> [Work to complete]: All lines in the entries below that hold "every" make up the answer.

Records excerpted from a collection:
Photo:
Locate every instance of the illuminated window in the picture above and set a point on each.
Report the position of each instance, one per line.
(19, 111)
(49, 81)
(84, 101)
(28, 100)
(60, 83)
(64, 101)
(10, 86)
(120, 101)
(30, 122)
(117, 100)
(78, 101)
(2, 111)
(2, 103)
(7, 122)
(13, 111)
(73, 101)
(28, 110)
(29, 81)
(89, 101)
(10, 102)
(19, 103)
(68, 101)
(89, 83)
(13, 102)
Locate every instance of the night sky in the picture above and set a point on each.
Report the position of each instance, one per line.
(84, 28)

* * *

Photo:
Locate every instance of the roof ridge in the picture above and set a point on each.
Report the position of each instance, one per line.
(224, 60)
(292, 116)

...

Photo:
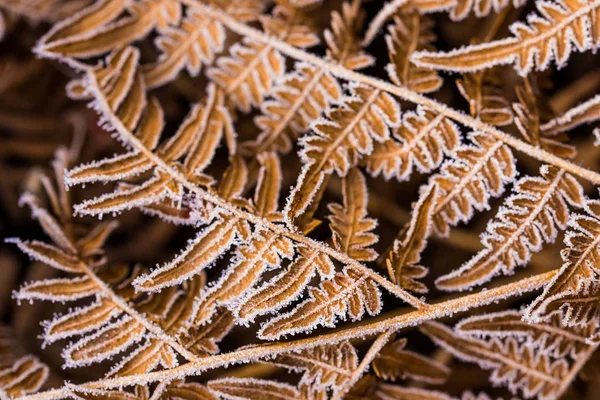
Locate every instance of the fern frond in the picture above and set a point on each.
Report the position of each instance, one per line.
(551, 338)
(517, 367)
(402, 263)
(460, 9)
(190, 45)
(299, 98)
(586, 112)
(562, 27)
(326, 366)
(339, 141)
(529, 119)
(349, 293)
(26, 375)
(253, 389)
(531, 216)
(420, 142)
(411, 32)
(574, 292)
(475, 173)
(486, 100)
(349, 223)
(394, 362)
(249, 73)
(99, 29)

> [Solution to this task]:
Locate every instance of the illuminated window in the picture above and set a point on each.
Locate every instance of the night sky in the picture above and set a point on each.
Locate every instance of the roof ridge in the picture above and set a point on each.
Locate every instance of the fern frond in the picture above and set a point on each.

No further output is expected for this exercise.